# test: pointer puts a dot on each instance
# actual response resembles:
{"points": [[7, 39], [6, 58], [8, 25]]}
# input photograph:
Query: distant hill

- Activity -
Return the entries above, every line intact.

- Your response -
# test: pointer puts a dot on each instance
# actual response resembles:
{"points": [[7, 39], [6, 58], [8, 25]]}
# input photograph:
Query: distant hill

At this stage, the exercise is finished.